_Challenge:_
Each entry in the listing below should be restated word for word.

_Given records:_
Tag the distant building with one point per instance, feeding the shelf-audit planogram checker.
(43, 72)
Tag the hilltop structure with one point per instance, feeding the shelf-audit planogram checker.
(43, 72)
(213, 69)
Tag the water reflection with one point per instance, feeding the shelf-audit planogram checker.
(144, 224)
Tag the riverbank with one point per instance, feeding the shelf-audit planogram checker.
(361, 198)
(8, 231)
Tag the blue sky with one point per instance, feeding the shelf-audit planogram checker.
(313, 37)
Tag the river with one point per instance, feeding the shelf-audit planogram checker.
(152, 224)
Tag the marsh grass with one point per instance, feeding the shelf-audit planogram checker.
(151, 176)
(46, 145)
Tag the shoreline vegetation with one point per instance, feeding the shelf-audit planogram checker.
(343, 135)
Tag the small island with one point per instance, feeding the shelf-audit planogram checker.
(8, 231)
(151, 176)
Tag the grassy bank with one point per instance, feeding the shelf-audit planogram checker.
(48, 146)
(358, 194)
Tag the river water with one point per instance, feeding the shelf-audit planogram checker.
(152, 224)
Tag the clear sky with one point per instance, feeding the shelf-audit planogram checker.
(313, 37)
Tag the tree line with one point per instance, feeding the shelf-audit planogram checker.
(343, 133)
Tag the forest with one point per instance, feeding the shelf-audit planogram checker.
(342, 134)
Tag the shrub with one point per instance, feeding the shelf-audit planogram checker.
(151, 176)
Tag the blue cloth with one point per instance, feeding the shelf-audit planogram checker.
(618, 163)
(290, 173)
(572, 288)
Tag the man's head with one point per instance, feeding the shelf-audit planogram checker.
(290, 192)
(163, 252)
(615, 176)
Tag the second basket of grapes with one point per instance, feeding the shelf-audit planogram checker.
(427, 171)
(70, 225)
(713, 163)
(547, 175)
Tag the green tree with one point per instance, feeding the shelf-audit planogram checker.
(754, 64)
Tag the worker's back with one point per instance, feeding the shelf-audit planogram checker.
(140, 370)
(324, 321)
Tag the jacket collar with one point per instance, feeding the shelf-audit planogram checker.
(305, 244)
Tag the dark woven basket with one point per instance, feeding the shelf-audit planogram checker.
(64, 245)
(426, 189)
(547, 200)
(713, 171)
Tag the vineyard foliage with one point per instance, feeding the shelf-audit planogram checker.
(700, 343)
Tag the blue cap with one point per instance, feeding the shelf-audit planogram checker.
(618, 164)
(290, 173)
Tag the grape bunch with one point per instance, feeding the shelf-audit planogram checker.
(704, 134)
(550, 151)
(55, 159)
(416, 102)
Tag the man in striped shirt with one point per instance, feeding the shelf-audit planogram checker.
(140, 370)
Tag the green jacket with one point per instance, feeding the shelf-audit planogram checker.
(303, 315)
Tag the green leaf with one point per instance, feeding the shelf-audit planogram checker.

_Finished task:_
Tag the distant building with one point per instance, feeding the shelf-audit planogram checker.
(43, 72)
Tag the hilltop structure with one point per instance, feeding the shelf-audit planogram checker.
(43, 72)
(213, 69)
Tag the water reflection with one point per instance, feeding the shelf-audit planogram checker.
(144, 224)
Tag the riverbank with one point per instance, feeding the shelf-audit planogram checker.
(361, 198)
(8, 231)
Tag the blue sky with one point per instance, feeding the shelf-audit planogram checker.
(313, 37)
Tag the river with one point per instance, feeding the shelf-audit planogram checker.
(152, 224)
Tag the marsh grass with one point per instance, feeding the shelf-audit planogram checker.
(151, 176)
(46, 145)
Tag the shoreline vegetation with one point per instance, feeding the shelf-audit planogram checker.
(343, 135)
Tag the small island with one point per instance, feeding the shelf-audit planogram checker.
(8, 231)
(151, 176)
Tag the grassy bank with one point per instance, feeding the shelf-audit planogram checker.
(48, 146)
(358, 194)
Tag the river water with one point per instance, feeding the shelf-audit planogram checker.
(152, 224)
Tag the clear sky with one point per instance, feeding the shelf-audit planogram checker.
(313, 37)
Tag the tree line with one point per instance, feeding the shelf-audit planogram checker.
(343, 133)
Tag the forest with one point per instance, feeding the shelf-audit planogram checker.
(342, 134)
Tag the shrub with one point per instance, feeding the shelf-audit planogram checker.
(151, 176)
Tag the blue cloth with one point per instance, feeding the shelf-audit planogram checker.
(618, 163)
(290, 173)
(572, 288)
Tag the man's head with one point per instance, feeding the shelf-audit planogram checker.
(290, 192)
(163, 252)
(615, 176)
Tag the second basket of grapes with one point per instance, feeding the shelf-audit planogram checker.
(427, 171)
(70, 225)
(713, 163)
(547, 175)
Tag the green tree with one point per instance, feeding the shelf-audit planogram checker.
(754, 64)
Tag the worker's back with one point per instance, feeding the shelf-audit planogram checker.
(140, 370)
(324, 321)
Tag the jacket collar with one point per instance, feeding the shelf-audit planogram checker.
(305, 244)
Tag the dark woven basket with one point per instance, feeding the shelf-audit planogram checker.
(64, 245)
(426, 189)
(547, 200)
(713, 171)
Tag the vineyard foliage with one point per instance, feeding the shelf-audit planogram checker.
(700, 343)
Tag the blue cap with one point per instance, feeding the shelf-audit planogram checker.
(618, 164)
(290, 173)
Tag the grape bunch with one point per instance, feeding the shelf-audit planogram checker.
(704, 134)
(550, 151)
(55, 159)
(416, 102)
Tag the man in striped shirt with one point per instance, feeding the shelf-audit planogram checker.
(140, 370)
Tag the green jacket with one point per instance, feeding the shelf-audit planogram checker.
(303, 315)
Tag the green leaf with one point per instance, feeding the shelf-audit planogram checker.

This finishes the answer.